Required work
Nothing in the entries should change; repeat them exactly.

Supplied data
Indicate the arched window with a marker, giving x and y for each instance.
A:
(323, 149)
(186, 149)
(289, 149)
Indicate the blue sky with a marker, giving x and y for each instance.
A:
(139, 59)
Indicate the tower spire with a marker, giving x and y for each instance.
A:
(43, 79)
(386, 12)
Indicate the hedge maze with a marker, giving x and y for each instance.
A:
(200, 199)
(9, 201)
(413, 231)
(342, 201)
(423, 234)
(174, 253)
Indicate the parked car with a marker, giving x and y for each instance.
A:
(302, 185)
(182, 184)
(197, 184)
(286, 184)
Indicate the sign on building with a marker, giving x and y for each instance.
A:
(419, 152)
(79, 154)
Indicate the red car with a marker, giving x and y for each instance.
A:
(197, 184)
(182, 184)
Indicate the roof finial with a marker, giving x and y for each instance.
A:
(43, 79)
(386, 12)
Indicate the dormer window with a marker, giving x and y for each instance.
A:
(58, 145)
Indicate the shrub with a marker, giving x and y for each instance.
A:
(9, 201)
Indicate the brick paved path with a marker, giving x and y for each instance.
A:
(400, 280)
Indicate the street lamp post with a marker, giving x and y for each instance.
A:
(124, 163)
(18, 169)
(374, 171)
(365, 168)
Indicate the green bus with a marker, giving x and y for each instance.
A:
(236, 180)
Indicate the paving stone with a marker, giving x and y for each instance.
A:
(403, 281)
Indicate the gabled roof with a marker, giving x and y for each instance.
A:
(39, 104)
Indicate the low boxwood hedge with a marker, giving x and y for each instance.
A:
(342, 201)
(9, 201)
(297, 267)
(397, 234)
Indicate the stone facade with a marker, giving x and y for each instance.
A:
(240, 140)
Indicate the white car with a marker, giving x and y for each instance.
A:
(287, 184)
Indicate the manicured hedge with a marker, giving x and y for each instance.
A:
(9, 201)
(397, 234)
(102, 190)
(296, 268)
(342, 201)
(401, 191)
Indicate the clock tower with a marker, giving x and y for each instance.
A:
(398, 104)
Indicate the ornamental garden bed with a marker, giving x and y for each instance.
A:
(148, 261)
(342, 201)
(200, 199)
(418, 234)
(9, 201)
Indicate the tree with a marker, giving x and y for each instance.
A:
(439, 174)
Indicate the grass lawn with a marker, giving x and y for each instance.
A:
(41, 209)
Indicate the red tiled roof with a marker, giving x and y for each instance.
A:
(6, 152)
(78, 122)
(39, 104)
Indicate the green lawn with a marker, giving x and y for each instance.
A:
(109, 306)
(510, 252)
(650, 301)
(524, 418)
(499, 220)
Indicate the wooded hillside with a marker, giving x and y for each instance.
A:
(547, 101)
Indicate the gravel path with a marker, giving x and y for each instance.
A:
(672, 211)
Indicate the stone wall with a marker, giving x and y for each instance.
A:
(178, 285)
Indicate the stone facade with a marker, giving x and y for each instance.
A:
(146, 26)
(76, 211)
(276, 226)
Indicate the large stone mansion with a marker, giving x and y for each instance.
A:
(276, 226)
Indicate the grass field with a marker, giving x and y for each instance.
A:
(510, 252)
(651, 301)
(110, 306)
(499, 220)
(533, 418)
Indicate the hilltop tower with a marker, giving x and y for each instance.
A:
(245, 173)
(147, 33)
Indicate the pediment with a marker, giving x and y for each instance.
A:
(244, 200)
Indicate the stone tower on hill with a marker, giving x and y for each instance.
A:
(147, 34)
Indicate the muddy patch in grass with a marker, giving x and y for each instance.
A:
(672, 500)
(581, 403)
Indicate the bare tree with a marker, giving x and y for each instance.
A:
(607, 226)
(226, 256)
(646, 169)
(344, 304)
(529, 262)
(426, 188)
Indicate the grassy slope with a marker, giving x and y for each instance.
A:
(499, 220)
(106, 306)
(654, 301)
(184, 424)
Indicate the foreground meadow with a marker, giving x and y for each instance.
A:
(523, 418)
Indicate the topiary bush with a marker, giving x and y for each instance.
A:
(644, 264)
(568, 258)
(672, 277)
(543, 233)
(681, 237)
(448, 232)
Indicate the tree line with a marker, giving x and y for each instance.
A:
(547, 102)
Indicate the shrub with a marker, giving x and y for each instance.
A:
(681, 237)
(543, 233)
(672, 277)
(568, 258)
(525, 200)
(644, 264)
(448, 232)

Solution to the problem
Indicate the arched window with a marker, giving x and y for each instance.
A:
(323, 149)
(186, 149)
(289, 149)
Indicate the blue sky with a marker, giving x and y for each instance.
A:
(139, 59)
Indicate the tower spire with a marker, giving x and y for each instance.
A:
(43, 79)
(386, 12)
Indicate the hedge maze with a marker, giving x and y for each instance.
A:
(200, 199)
(9, 201)
(413, 231)
(342, 201)
(423, 234)
(174, 253)
Indicate the parked car with a marker, giving x and y for each instance.
A:
(302, 185)
(182, 184)
(197, 184)
(286, 184)
Indicate the sign on building with a marker, giving x and y for each instance.
A:
(419, 152)
(79, 154)
Indicate the red car with a marker, giving x and y for each instance.
A:
(197, 184)
(182, 184)
Indicate the roof finial with a marker, giving x and y for each instance.
A:
(43, 79)
(386, 12)
Indicate the dormer window with a marker, giving x and y for each instance.
A:
(58, 145)
Indicate the shrub with a marker, giving x and y for each instance.
A:
(9, 201)
Indicate the brick paved path with a marker, giving x and y for each instance.
A:
(400, 280)
Indicate the street lamp post with a marker, giving x and y for each instance.
A:
(124, 163)
(18, 169)
(374, 171)
(365, 168)
Indicate the green bus with a marker, giving x and y for each instance.
A:
(236, 180)
Indicate the paving stone with a marker, giving x and y for each instance.
A:
(403, 281)
Indicate the gabled roof with a marker, giving x and y for each instance.
A:
(39, 104)
Indicate the low boxwood hedge with a marker, giving x and y for each instance.
A:
(342, 201)
(9, 201)
(297, 267)
(397, 234)
Indicate the stone facade with a marker, giving x and y for each instance.
A:
(240, 140)
Indicate the white car with a marker, giving x and y for each instance.
A:
(287, 184)
Indicate the manicured hedge with a marker, giving x and y for each instance.
A:
(9, 201)
(397, 234)
(102, 190)
(296, 268)
(342, 201)
(401, 191)
Indicate the clock tower with a marker, giving x and y for each instance.
A:
(398, 104)
Indicate the ornamental garden bed with a marker, giving x and y for each instance.
A:
(148, 261)
(342, 201)
(200, 199)
(418, 234)
(9, 201)
Indicate the tree with a marker, giving x and y for each instance.
A:
(439, 174)
Indicate the grass lawn with a marker, giving x and y for each instance.
A:
(41, 209)
Indicate the red tiled roof with a marker, giving x and y for each instance.
A:
(6, 152)
(78, 122)
(39, 104)
Indicate the green lawn with a marker, giving x and y for each instance.
A:
(109, 306)
(510, 252)
(650, 301)
(524, 418)
(499, 220)
Indicate the wooded hillside with a marker, giving x and y for each instance.
A:
(547, 101)
Indicate the gravel path with a marker, giving x and y for each instance.
A:
(672, 211)
Indicate the stone wall with a marker, giving x and y for each instance.
A:
(178, 285)
Indicate the stone facade with a marker, giving x and y for each instance.
A:
(146, 26)
(76, 211)
(276, 226)
Indicate the large stone mansion with a marker, giving x and y for each instance.
A:
(276, 226)
Indicate the grass field with a marker, giving x and y for each instance.
A:
(510, 252)
(651, 301)
(110, 306)
(499, 220)
(533, 418)
Indicate the hilltop tower with a marker, giving x and y for each instance.
A:
(245, 173)
(147, 33)
Indicate the pediment with a marker, giving x and y for each instance.
A:
(244, 200)
Indicate the stone tower on hill with a marker, giving x and y for each instance.
A:
(147, 34)
Indicate the muddy patch in grass with a marker, giving x and y for each instance.
A:
(672, 500)
(581, 403)
Indicate the bare tree with a marker, giving x and y for each instance.
A:
(607, 226)
(226, 256)
(646, 169)
(344, 304)
(529, 262)
(426, 188)
Indicate the grassy slope with a marker, giving x and y for each instance.
A:
(499, 220)
(106, 306)
(654, 301)
(184, 424)
Indicate the foreground meadow with a marker, giving x and y for each instance.
A:
(523, 418)
Indicate the topiary bush with a marker, giving x and y for each instance.
A:
(644, 264)
(568, 258)
(672, 277)
(543, 233)
(681, 237)
(448, 232)
Indicate the tree line with a marker, giving x and y for each instance.
A:
(547, 102)
Indicate the shrub with a marker, giving x and y for each instance.
A:
(681, 237)
(543, 233)
(672, 277)
(568, 258)
(525, 200)
(644, 264)
(448, 232)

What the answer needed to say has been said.